• Data for the task:
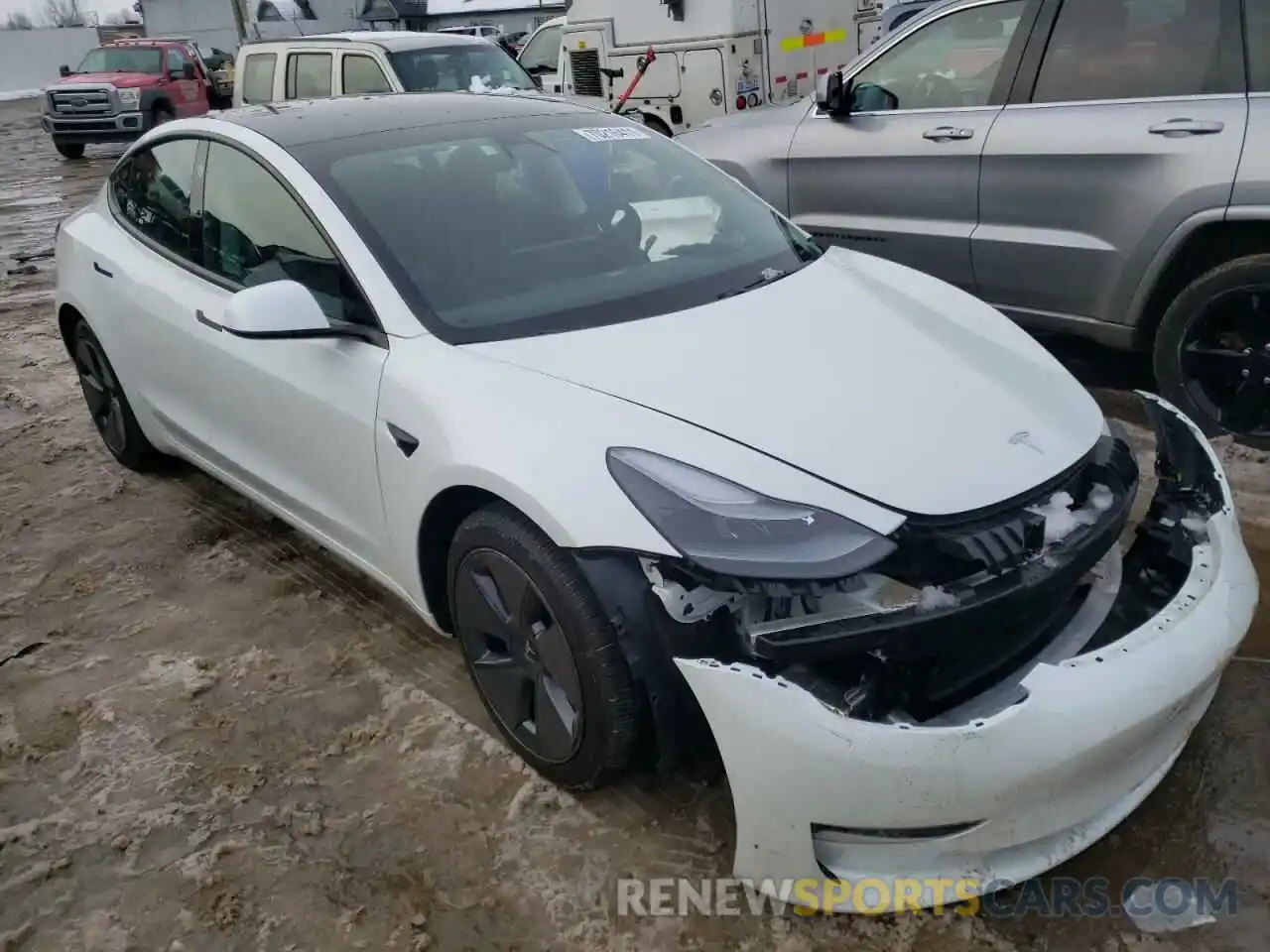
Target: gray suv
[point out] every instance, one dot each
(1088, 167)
---
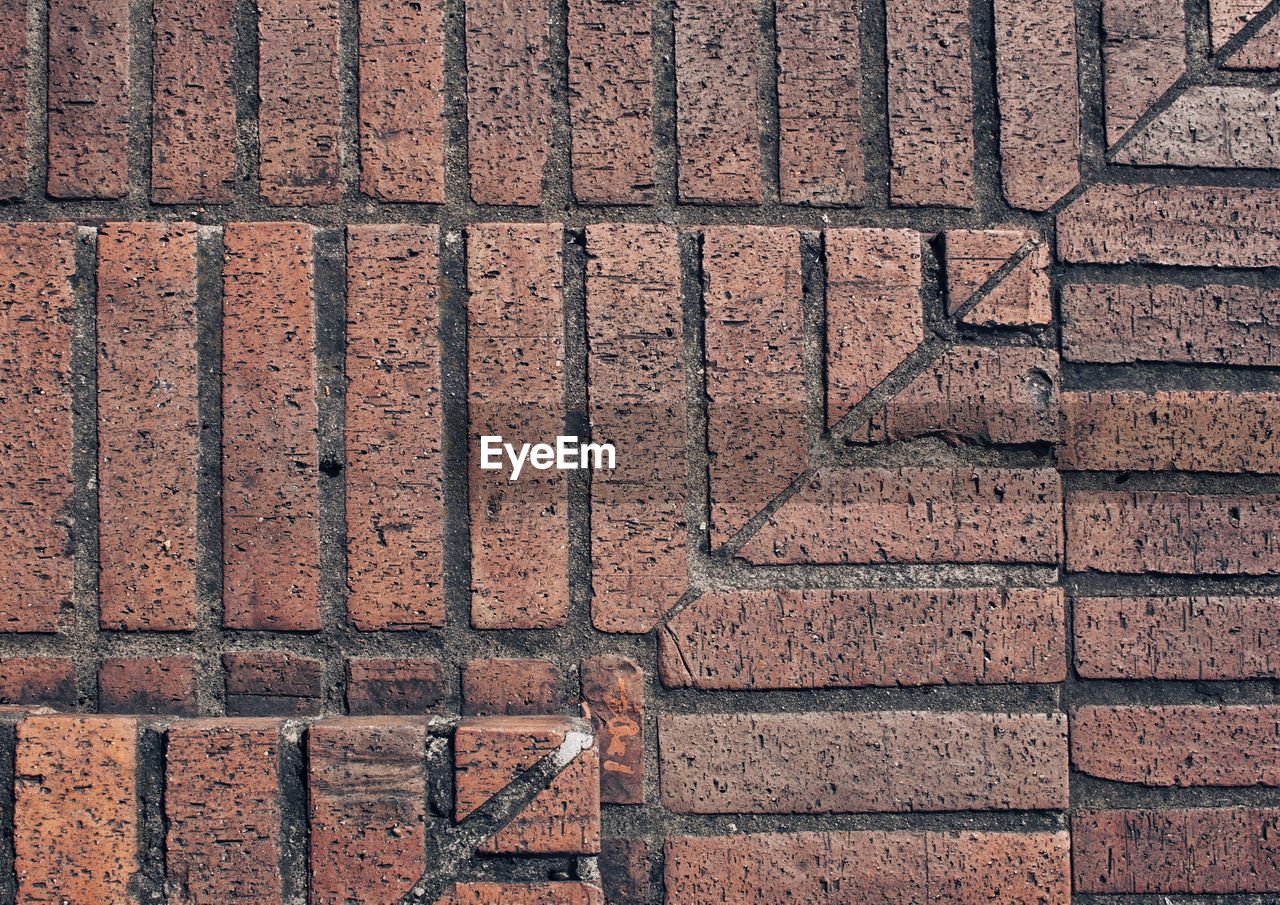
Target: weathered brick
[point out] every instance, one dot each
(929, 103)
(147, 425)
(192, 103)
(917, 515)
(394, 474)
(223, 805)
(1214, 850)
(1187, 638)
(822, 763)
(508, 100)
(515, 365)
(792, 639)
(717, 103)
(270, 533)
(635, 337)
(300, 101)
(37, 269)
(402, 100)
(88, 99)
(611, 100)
---
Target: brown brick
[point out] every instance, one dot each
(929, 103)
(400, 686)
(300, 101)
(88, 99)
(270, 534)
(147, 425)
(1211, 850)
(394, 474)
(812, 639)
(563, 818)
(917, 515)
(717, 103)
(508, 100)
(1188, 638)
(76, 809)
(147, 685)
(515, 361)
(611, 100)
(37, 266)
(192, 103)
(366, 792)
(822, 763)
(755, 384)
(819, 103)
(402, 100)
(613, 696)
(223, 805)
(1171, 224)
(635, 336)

• Your objective:
Can you put the stretch of the items from the line containing "Target: gray suv" through the line containing "(1088, 167)", both ends included, into a Markdown table with the columns Row and Item line, one line per row and blank lines left out?

• Result of this task:
| Row | Item line |
|---|---|
| 1 | Target: gray suv |
| 2 | [point out] every instance, one dot each |
| 3 | (1088, 167) |